▸ **Prompt**:
Extract every line of the entries below that contains the string "white". Case counts.

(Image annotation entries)
╭──
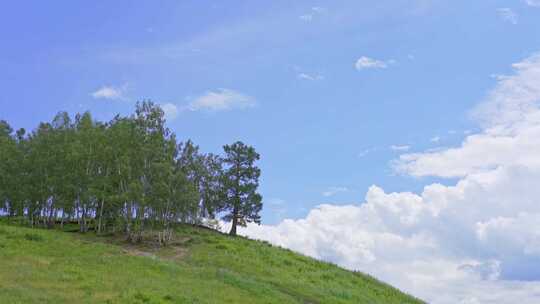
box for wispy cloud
[321,187,349,197]
[390,145,411,151]
[187,89,256,112]
[357,148,377,158]
[161,103,179,121]
[497,7,518,24]
[90,83,128,100]
[298,6,326,22]
[525,0,540,7]
[354,56,396,71]
[297,73,324,81]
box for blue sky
[0,0,540,223]
[5,0,540,304]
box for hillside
[0,223,422,304]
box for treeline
[0,102,262,242]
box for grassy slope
[0,223,421,304]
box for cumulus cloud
[354,56,395,71]
[188,89,256,112]
[161,103,178,121]
[232,55,540,304]
[322,187,349,197]
[91,84,128,100]
[497,7,518,24]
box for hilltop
[0,223,423,304]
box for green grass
[0,223,422,304]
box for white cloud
[525,0,540,7]
[354,56,395,70]
[161,103,178,121]
[321,187,349,197]
[497,7,518,24]
[229,55,540,304]
[188,89,256,112]
[91,84,128,100]
[390,145,411,151]
[298,73,324,81]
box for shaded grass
[0,223,422,304]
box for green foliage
[0,221,422,304]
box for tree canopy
[0,101,262,242]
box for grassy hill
[0,223,422,304]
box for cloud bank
[233,55,540,304]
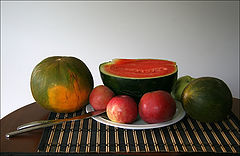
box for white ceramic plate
[86,101,186,129]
╰──
▸ **Result for this task**:
box for white cloud
box for white ceramic plate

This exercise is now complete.